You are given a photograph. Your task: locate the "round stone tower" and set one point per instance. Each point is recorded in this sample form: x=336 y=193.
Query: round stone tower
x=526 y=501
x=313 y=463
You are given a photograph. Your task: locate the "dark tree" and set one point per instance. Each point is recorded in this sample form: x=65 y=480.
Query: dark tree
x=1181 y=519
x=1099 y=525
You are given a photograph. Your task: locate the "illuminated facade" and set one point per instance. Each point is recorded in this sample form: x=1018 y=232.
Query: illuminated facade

» Task prompt
Reproduce all the records above, replacing every occurrence of "Query" with "Label" and leaving everything else unchanged.

» Response to this exercise
You are given a photograph. Your task: locate the "round stone tower" and set one point per instance. Each point is recorded in this sample form: x=336 y=193.
Label: round stone tower
x=526 y=501
x=313 y=463
You are given a photograph. Your task: locate the "dark tree" and set one point per instance. Each point is recorded in this sample form: x=65 y=480.
Label: dark tree
x=1181 y=519
x=1099 y=525
You are given a photograph. Your task: locate the "illuminated facade" and set one point per instance. Each point is recorded in this sample form: x=1018 y=232.
Label: illuminated facade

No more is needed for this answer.